◆ TASK PROMPT: Whenever an image turns up, omit it and return the remaining data exactly.

(Natural-language object grounding data)
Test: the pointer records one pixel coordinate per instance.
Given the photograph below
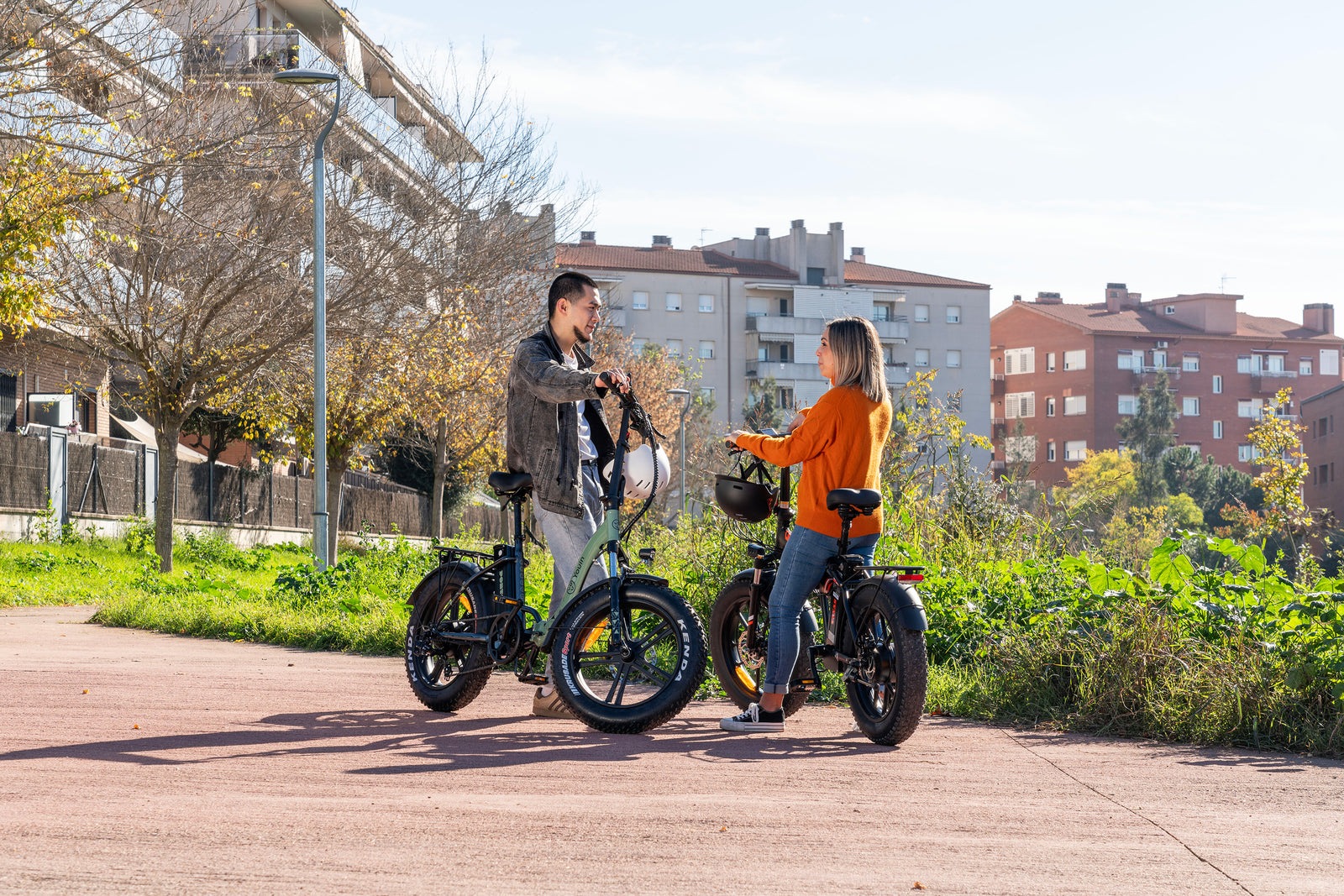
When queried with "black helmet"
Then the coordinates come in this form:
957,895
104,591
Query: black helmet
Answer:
743,500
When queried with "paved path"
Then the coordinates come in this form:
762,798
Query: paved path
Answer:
260,768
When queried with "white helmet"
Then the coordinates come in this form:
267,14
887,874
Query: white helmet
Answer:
638,472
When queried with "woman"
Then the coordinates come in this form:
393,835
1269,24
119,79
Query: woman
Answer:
839,443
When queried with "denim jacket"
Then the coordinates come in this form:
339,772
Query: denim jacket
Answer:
542,422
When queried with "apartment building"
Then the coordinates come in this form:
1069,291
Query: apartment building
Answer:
1324,452
749,311
1070,374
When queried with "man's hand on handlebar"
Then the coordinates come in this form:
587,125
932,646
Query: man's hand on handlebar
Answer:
613,378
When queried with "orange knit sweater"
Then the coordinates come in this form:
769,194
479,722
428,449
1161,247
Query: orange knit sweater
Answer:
839,446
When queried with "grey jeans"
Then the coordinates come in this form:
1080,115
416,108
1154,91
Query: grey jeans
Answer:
568,535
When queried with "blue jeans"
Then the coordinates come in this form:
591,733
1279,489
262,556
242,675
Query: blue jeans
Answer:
801,567
566,537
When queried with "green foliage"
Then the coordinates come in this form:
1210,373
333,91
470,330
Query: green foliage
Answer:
1149,432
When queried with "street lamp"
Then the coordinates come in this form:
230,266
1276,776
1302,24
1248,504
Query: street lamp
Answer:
685,409
307,78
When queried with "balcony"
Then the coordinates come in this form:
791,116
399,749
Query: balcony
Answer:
252,56
757,369
1270,382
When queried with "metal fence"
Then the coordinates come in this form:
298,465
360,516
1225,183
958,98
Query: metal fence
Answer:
111,479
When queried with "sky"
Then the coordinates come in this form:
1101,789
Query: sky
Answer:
1178,147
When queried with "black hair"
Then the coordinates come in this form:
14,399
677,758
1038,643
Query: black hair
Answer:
568,285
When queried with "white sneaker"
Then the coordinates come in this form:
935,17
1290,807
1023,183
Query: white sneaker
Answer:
753,720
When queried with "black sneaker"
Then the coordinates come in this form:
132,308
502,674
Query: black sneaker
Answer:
754,719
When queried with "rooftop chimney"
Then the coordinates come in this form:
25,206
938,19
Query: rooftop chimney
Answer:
761,244
1319,317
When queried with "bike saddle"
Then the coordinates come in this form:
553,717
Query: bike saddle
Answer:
864,500
510,483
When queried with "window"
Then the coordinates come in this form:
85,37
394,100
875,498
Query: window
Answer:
1019,405
1021,449
1021,360
8,402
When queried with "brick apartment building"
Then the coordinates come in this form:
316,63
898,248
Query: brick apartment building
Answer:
1324,450
1072,372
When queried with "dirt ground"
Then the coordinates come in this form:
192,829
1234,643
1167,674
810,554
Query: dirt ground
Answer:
144,763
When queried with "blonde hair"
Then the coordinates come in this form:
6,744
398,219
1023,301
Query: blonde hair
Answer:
858,355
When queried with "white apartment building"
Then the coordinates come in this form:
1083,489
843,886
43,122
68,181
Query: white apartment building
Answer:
749,309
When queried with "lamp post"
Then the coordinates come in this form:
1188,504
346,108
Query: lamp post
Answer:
309,76
685,409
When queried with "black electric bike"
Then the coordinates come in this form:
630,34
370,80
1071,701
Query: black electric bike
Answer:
874,620
628,653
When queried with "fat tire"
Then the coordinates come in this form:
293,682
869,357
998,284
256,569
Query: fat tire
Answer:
588,618
911,668
725,627
430,598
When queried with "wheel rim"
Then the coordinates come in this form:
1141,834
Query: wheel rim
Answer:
878,678
636,676
745,669
444,663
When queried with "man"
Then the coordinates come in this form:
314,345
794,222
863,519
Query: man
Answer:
557,432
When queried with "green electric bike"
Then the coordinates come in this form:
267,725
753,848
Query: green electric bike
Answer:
628,653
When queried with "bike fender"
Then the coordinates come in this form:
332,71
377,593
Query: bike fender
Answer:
465,569
909,605
605,584
808,621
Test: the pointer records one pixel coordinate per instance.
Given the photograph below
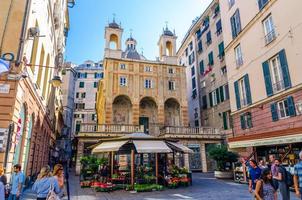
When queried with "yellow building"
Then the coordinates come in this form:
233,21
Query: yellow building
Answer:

◆ RESULT FOR THIS TASK:
Test: the pointer records one pixel coordinate per instance.
Given the photograph below
When queried with "black helmet"
Then the coordinates come in this form:
957,895
104,591
Query: black helmet
Answer:
743,500
When queried with "paved path"
Then the coordinates come in this form:
762,798
Query: paved path
Answer:
260,768
When queried with "white helmet"
Then the coordinates come in this form:
267,14
887,874
Query: white helmet
Answer:
638,472
When queried with "woman"
Then the coordinates come in this form:
393,835
1269,24
119,79
Query: woman
Answer:
839,443
When queried with "denim jacket"
Then the coordinates come in this form:
339,772
Query: denim jacket
Answer:
542,422
When queried with "apartment building"
Then the coordinates come in this form:
1069,291
Query: apartment building
Answer:
1324,452
749,311
1070,374
When queried with "man's hand on handlebar"
Then the coordinates come in this form:
587,125
932,646
Query: man's hand on handlebar
Answer:
613,378
When queried with "orange knit sweater"
Then the coordinates come in this form:
769,194
479,722
428,449
1161,247
Query: orange knit sweater
Answer:
839,446
When queried with "grey jeans"
Then the coordinates come in this form:
1080,115
416,108
1154,91
Query: grey jeans
Answer:
568,535
When queried with "blue jeans"
Then the coordinates come in this form:
591,733
1279,489
262,556
242,675
Query: blue jeans
Answer:
801,567
566,537
When queried with "green foliage"
Then the coordinates come in this form:
1210,373
333,91
470,330
Query: green foliage
Answer:
1149,432
When queried with "street lamp"
Then the coordinates come in this form:
230,266
1276,776
1302,24
1248,504
Query: street lamp
Answer:
685,409
307,78
When queried with "balcony"
Then the coordinates come in this form:
791,116
399,749
Query: balcony
Answer:
252,56
757,369
1270,382
When queried with "metal fence"
Then the coordinates come in this form:
298,465
360,516
1225,183
958,98
Query: metal fence
Answer:
111,479
When queried with "sky"
Then the coordinates come in this form:
1101,789
Query: sky
Answer:
1178,147
When queried with "black hair"
Then the coordinates come in this form:
14,399
677,758
1038,643
Query: black hair
Answer:
568,285
When queried with "white sneaker"
Then the coordinates come in this form:
935,17
1290,807
1023,183
Query: white sneaker
Answer:
753,720
When queried with "black sneaker"
Then the coordinates come in this form:
132,308
502,674
Query: black sneaker
Answer:
754,719
When queried with "rooftop chimney"
Then the coordinates come in this form:
25,206
938,19
Query: rooftop chimney
Answer:
761,244
1319,317
When queried with "bike saddle"
Then the coordinates come in this form:
553,717
Query: bike saddle
Answer:
864,500
510,483
When queried with "window"
Then the coordinates come in this form:
85,37
394,100
875,498
Query: window
Answer:
1019,405
1021,449
1021,360
8,402
When queried with "brick apartment building"
Then the coordinates come in this form:
316,63
898,248
Query: brick apartment building
Answer:
1324,450
1072,372
When queried with "dirt ground"
Then the coordinates come in this form:
192,829
1234,643
1167,674
810,554
Query: dirt ground
Answer:
144,763
When queried with "blonde hair"
Then the coordinates come in this form:
6,744
398,219
1023,301
Query: blonde hair
Answer:
858,355
When queried with "white apartment building"
Then the coordinates come in this form:
1083,489
843,886
43,122
68,181
Query: white apartment building
Answer:
749,309
When queried with "lamp post"
Then the coordinates come in this form:
1188,504
346,108
Query: lamp post
Answer:
309,76
685,409
When queried with "black electric bike"
Then the coordinates come in this form:
630,34
370,80
1071,701
Query: black electric bike
Answer:
874,620
628,653
When queried with "fat tire"
Then the coordinates come in this form:
293,682
869,357
998,284
256,569
Query: fat tire
Answer:
588,618
911,668
725,627
430,598
When queried with "wheel rim"
Then the coordinates come in this form:
1141,834
Query: wheel rim
Answer:
878,678
636,676
745,669
444,663
When queried with "man"
Then the coordinates come in this form:
314,345
794,222
863,519
Query: man
Answer:
557,432
When queried with "green electric bike"
Then the coordinates come in this form:
267,725
753,848
Query: green electric bike
Answer:
628,653
When queried with "bike fender"
Then the coordinates come in this form:
332,71
377,593
Query: bike fender
Answer:
465,569
909,605
605,584
808,621
Test: the pointer records one pixel coordinate per instance.
Given the photograph below
When queried with "yellow building"
Then the coordinates come in this form:
233,21
Query: yellow building
Answer:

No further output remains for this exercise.